List each line of the listing below that contains the word "motor".

BEGIN Input material

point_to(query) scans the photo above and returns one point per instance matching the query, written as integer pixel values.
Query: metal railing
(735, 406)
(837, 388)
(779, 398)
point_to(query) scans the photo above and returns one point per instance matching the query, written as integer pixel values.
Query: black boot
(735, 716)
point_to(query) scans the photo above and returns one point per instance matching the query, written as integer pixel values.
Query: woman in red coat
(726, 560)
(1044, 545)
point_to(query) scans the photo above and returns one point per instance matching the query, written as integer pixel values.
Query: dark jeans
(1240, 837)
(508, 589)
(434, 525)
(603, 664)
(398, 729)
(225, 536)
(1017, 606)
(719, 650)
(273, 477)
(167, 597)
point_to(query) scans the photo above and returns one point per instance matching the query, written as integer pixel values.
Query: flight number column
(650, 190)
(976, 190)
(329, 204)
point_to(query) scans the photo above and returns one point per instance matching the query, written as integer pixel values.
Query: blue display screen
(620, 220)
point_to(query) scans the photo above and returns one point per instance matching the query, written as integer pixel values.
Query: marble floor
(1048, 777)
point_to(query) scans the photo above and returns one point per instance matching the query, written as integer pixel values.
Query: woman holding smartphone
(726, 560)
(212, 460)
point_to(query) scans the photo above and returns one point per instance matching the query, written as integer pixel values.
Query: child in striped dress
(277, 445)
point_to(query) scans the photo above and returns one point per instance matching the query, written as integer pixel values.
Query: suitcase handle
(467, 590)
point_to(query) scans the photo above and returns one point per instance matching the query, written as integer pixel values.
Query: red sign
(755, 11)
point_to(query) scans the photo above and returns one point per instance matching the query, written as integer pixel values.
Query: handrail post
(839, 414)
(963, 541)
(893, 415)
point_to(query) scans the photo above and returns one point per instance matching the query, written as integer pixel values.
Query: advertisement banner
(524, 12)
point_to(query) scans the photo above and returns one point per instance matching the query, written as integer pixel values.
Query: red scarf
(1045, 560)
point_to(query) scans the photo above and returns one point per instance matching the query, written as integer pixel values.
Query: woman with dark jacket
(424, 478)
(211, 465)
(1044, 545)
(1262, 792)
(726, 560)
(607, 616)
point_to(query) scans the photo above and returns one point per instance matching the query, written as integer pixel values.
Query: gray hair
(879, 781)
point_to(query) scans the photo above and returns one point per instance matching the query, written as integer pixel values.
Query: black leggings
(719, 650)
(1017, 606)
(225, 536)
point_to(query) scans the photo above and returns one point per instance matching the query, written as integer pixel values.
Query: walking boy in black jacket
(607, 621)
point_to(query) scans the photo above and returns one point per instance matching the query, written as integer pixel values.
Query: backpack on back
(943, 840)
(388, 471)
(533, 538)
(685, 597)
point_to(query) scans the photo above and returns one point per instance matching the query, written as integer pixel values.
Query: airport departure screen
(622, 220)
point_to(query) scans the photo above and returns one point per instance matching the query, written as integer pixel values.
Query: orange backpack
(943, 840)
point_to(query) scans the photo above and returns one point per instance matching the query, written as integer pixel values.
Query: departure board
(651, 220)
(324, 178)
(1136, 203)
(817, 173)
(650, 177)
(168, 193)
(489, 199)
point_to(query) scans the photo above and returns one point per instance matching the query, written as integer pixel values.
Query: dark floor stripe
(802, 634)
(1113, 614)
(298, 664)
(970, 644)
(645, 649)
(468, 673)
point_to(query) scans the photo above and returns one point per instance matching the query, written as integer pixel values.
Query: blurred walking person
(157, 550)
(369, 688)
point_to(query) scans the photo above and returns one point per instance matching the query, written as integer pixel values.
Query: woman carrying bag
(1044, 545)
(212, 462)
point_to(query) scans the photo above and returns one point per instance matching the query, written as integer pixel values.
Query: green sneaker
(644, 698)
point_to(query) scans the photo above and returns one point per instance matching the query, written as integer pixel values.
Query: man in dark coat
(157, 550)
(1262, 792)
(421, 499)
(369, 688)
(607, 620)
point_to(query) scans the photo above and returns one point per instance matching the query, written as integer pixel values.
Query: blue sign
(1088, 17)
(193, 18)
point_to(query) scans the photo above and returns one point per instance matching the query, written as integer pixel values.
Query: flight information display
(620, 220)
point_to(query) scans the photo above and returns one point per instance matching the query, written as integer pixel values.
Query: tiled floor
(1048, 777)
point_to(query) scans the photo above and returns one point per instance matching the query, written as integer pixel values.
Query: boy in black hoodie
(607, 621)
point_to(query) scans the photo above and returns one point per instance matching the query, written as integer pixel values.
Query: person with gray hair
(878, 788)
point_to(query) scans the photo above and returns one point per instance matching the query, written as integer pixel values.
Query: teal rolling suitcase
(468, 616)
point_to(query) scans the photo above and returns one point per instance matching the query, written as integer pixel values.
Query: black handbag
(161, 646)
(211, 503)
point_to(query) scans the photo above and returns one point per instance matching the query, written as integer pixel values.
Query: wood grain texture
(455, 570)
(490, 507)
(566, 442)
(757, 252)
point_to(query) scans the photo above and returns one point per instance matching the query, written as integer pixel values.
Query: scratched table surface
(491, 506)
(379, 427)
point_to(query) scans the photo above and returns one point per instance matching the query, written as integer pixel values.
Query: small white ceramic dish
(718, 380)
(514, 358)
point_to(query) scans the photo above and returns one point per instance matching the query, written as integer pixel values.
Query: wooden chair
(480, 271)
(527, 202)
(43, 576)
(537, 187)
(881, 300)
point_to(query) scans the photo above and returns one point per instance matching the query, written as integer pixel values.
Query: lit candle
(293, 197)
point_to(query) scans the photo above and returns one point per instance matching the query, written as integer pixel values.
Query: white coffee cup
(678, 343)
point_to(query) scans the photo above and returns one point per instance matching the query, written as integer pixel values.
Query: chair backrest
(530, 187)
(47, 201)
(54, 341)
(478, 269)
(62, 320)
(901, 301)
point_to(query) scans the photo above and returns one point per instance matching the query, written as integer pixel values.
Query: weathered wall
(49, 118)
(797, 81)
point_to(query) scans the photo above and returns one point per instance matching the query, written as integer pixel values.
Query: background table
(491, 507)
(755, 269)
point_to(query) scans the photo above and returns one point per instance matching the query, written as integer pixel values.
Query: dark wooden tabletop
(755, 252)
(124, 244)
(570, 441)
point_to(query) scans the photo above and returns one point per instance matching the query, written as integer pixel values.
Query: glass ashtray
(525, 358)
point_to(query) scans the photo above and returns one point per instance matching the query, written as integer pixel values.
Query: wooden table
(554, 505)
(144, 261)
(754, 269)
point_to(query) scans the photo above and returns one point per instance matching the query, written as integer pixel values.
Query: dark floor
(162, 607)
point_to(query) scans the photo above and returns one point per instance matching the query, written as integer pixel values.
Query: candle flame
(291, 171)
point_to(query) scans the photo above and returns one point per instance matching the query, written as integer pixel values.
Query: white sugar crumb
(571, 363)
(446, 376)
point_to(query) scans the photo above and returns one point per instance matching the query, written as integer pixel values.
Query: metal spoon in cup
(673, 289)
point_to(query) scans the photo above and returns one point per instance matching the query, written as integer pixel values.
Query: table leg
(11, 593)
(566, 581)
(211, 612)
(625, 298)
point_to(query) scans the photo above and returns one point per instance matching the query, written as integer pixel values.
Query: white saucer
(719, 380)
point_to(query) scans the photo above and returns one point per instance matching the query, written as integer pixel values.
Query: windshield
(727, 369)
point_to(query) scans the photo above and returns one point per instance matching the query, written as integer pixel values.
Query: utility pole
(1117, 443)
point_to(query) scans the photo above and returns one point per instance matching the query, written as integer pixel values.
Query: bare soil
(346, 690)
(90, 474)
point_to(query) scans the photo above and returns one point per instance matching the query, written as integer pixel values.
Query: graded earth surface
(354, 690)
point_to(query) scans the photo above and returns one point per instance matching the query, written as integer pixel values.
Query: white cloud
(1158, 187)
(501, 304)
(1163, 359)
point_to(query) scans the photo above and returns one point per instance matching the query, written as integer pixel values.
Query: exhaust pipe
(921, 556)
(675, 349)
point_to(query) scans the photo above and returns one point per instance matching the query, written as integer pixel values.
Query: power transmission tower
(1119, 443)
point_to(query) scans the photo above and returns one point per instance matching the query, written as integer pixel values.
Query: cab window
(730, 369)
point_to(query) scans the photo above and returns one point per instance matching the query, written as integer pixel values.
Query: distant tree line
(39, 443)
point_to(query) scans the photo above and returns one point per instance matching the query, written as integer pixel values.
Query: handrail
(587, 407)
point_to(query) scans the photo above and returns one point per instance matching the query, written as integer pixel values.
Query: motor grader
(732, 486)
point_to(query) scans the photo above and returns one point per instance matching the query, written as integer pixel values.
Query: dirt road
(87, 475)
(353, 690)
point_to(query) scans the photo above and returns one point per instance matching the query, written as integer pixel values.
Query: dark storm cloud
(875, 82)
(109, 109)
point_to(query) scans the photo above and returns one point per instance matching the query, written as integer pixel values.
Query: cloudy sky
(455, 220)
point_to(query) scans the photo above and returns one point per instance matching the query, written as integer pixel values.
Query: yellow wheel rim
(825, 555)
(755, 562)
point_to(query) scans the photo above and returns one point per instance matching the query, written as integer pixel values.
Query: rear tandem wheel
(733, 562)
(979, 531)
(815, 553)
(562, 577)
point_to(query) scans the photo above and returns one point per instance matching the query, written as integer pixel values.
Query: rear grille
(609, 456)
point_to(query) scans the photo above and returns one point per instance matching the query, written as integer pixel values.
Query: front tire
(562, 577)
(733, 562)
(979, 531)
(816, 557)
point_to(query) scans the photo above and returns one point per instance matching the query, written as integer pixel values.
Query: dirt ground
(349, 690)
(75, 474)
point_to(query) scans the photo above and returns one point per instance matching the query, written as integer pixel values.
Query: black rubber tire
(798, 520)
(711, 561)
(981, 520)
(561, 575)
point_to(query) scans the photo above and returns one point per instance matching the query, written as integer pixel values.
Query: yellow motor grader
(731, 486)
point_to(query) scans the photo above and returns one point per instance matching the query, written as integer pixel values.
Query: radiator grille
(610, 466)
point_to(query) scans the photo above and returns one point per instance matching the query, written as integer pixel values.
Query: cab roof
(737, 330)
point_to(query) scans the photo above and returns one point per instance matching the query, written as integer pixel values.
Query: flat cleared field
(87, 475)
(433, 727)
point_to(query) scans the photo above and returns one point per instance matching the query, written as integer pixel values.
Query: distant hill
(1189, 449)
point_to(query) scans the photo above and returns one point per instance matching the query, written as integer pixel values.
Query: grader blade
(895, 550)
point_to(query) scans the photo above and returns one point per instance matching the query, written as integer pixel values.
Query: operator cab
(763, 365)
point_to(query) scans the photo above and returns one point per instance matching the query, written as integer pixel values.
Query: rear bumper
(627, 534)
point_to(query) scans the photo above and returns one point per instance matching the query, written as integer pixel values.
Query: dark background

END Input material

Completed exercise:
Query: motor grader
Query: yellow motor grader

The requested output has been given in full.